Supplied data:
►
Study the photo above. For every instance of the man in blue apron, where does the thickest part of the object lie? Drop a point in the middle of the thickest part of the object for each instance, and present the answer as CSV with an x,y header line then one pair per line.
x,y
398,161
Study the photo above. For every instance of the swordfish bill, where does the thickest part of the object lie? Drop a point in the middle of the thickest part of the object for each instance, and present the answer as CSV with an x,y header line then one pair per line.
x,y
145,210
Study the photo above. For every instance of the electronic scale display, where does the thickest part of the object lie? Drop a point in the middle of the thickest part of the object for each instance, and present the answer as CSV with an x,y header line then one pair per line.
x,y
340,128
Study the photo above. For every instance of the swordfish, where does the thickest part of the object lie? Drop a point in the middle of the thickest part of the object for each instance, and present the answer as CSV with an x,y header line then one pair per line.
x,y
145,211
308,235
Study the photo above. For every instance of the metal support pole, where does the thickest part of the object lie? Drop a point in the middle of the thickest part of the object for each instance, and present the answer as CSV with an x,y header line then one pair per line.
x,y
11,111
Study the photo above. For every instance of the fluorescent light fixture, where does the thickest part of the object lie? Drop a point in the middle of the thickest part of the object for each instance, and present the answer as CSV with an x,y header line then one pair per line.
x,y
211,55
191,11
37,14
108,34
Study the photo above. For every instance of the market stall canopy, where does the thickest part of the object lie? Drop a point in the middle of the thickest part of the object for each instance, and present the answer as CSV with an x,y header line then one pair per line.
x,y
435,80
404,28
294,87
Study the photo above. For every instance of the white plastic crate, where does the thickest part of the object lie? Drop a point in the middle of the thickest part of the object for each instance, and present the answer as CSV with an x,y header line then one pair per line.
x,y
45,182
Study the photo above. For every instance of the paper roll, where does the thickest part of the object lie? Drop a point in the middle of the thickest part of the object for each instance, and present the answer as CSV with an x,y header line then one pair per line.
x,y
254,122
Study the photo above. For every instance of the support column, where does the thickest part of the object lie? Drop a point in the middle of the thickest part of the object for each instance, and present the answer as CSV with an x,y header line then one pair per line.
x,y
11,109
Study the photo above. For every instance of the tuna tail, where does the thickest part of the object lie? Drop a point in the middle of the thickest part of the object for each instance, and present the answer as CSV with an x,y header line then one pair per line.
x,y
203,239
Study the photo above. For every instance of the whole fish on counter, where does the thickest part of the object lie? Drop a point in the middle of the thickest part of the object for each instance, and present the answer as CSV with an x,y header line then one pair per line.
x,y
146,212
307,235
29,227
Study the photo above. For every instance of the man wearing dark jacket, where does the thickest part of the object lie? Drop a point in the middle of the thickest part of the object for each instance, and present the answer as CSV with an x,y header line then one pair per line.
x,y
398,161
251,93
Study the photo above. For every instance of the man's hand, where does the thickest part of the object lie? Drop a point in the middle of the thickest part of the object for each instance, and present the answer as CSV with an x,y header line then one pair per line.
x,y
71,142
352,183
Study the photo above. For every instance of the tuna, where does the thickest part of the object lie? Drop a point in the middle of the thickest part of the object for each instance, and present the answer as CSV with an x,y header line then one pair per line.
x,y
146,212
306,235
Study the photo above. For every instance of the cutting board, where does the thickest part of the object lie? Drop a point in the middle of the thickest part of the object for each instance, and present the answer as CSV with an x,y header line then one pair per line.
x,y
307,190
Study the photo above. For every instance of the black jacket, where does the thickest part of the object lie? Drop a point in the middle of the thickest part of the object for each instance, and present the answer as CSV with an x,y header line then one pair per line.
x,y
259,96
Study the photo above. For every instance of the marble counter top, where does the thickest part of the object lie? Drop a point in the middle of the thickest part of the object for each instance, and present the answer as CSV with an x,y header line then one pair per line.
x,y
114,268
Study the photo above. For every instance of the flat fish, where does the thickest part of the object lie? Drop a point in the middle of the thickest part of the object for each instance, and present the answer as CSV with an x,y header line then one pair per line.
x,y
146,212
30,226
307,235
◄
Short task: Repeat the entries above exactly, leaving nothing out.

Task result:
Study the photo above. For every instance of the man in blue apron, where does the thickest part of the object lie? Drop a point in the middle of the thickest part of the object for each instance, and present the answer as CSV with an x,y header line then one pair per line.
x,y
398,161
Study the photo above. For every instance of the swordfish bill, where does the thickest part of the object lie? Drop a point in the middle of the thickest part of the object for each instance, and present the answer as CSV with an x,y header line then one pair per line.
x,y
145,210
Study the photo above. For every instance of the electronic scale display, where does the thickest part of the object lie? Drop a point in the middle of the thickest part of the object for each instance, and present the answer as CSV with an x,y header line then one pair per line.
x,y
340,128
Study the photo above. For every instance of the swordfish, where does the thickest part of the object lie? Drop a point in the middle of the thickest part of the object for each instance, and present the answer as CSV with an x,y header line then one pair per line.
x,y
145,211
308,235
Study the photo above. For every instance of the metal support pole, where does the thickest part of the object lie? Drop a point in the middle of the thickest part of the object for each instance, and present the answer as CSV with an x,y header line then one pair per line.
x,y
11,111
Study the photo above. For every instance of the fluorescent light fixture, where does the thickest part of the object lie? Drop a point in the middle of the thickest part of the object for each instance, and present the answer as CSV with an x,y header line then one pair per line.
x,y
211,55
191,11
37,14
108,34
Study the photo above. For every instance of the market stall canopy, where does the thickest part of the object lie? Drop a point in the middle of the thickest part of the object for each instance, and present the answer as CSV with an x,y header line then one pair per line.
x,y
435,80
404,28
294,87
Study the photo above. For every instance of the white plastic crate, where does the thickest part of the object lie? Drop a point in the middle of the thickest part of the object for each instance, and present the answer as CSV with an x,y header line then one pair per line.
x,y
45,182
Study the photo above. For every instance of the paper roll, where does the thickest part of the object lie? Drop a point in the middle of the thickest part of the object for each instance, and present the answer as CSV with an x,y header line then one pair per line.
x,y
254,122
Study the photo above. For every instance of the support column, where does the thickest part of the object lie? Drop a point in the middle of the thickest part of the object for each instance, and present the answer as CSV with an x,y header line then one pair per line.
x,y
11,109
Study the photo above. For every instance of the tuna tail, where does the thickest part of the object lie? Drop a point in the middle of the thickest part of the object for each instance, and present the answer as CSV with an x,y header line then one pair per line.
x,y
203,239
Study the photo above. For every instance of the whole fish on counter, where does the thickest part of the object lie? Drop a point in the middle of the thickest part of the object for each instance, and present the answer as CSV with an x,y header line then one pair per line.
x,y
146,212
307,235
29,227
Study the photo above. For every instance of the man wearing dark jacket, where does the thickest part of the object lie? Drop a point in the middle of the thickest part of the object for each instance, and present the answer as CSV with an x,y header line then one pair per line.
x,y
398,161
251,93
Study the photo above. For every instance of the man's hand, where does the thickest part of the object lie? Drop a point in the middle of the thickest part of the object for each instance, and present the answer as CSV with an x,y header line then one pair per line.
x,y
71,142
352,183
Study the photo above. For every instance of the tuna, where does the thickest part of the object lie? Drop a point in the middle of the thickest part of the object for each instance, and present the answer as CSV with an x,y header line then one pair per line.
x,y
146,212
306,235
Study the photo above. For every instance of the cutting board, where does the thickest part of the object lie? Drop a point in the middle of the thickest part of the object for each instance, and present the answer as CSV with an x,y header line then one pair per line.
x,y
307,190
Study the photo above. For every instance of the black jacket, where does the thickest part of the object lie? Drop a point in the middle of the thickest part of the object for each instance, and present the answer as CSV with an x,y header line then one pair per line.
x,y
259,96
Study the photo above. For every instance of the marble counter top, where does the thickest part of the object lie? Drop a point in the middle of the thickest part of the object for each instance, and present the answer as CSV with an x,y header line then one pair per line.
x,y
114,268
Study the photo above. For every instance of the flat fish, where does the thickest part of the object lie? Drop a point in the middle of the thickest part of the object for each instance, and present the answer as CSV with an x,y header line then one pair per line.
x,y
146,212
30,226
307,235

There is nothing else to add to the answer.